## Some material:
-.-.-

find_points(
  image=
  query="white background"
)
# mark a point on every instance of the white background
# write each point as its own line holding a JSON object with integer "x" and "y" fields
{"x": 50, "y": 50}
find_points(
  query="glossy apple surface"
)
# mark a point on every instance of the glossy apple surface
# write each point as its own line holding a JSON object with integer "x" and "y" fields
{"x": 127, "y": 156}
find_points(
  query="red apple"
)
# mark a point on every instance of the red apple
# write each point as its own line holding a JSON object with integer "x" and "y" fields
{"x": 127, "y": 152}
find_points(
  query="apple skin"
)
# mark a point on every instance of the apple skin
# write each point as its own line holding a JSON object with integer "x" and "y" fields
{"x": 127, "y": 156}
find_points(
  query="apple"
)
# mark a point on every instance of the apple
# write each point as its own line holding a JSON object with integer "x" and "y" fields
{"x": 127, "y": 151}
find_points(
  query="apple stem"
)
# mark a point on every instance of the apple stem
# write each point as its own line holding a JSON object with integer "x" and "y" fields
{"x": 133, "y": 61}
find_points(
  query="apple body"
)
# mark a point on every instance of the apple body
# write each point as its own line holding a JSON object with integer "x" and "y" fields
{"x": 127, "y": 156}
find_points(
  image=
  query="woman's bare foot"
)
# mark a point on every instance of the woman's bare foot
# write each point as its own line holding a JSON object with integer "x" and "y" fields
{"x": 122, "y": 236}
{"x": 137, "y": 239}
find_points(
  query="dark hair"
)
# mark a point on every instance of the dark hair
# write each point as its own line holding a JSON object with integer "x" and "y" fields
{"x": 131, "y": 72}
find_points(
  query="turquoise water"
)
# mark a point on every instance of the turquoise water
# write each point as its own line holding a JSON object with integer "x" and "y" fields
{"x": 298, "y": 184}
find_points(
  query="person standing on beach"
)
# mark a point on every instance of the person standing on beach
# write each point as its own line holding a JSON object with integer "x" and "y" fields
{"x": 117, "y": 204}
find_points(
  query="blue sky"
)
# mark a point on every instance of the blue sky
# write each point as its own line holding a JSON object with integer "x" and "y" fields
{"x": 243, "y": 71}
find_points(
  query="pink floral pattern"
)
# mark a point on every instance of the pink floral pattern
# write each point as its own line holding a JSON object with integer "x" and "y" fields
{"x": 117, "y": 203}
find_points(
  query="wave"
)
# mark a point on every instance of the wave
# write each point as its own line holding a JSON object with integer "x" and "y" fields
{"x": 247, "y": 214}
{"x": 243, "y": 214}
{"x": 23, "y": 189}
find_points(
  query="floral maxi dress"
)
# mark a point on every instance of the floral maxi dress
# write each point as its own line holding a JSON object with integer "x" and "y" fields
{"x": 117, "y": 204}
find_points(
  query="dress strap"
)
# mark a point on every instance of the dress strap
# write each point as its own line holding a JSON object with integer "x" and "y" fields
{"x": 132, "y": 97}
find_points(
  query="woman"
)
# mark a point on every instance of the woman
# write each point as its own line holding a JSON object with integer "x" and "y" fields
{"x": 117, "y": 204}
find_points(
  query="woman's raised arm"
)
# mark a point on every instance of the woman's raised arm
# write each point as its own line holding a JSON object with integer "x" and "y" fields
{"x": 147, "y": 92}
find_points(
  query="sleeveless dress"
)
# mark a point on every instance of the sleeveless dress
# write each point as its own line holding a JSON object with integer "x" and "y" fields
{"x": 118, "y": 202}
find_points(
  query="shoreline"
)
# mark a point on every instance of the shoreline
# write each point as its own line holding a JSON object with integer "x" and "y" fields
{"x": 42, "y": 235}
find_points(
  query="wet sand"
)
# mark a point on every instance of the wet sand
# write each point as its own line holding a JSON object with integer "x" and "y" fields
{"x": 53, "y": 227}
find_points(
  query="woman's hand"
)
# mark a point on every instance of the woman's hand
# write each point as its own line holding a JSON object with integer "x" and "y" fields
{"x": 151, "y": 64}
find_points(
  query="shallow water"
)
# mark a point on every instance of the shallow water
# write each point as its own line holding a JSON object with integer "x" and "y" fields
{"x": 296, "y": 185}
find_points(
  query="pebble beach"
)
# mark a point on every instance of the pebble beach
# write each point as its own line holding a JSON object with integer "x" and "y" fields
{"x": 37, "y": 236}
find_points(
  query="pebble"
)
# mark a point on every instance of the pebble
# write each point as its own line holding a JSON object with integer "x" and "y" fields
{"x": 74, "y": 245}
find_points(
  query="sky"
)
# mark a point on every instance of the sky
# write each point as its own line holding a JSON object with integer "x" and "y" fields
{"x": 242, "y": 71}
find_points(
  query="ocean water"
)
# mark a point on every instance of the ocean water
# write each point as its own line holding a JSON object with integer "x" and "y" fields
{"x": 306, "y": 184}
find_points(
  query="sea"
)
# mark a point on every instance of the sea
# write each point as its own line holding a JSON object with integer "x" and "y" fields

-.-.-

Locate each line in the material that contains the string "dark" and copy those lines. Matching is case-sensitive.

## Task result:
  query="dark hair"
# mark a point on every instance of the dark hair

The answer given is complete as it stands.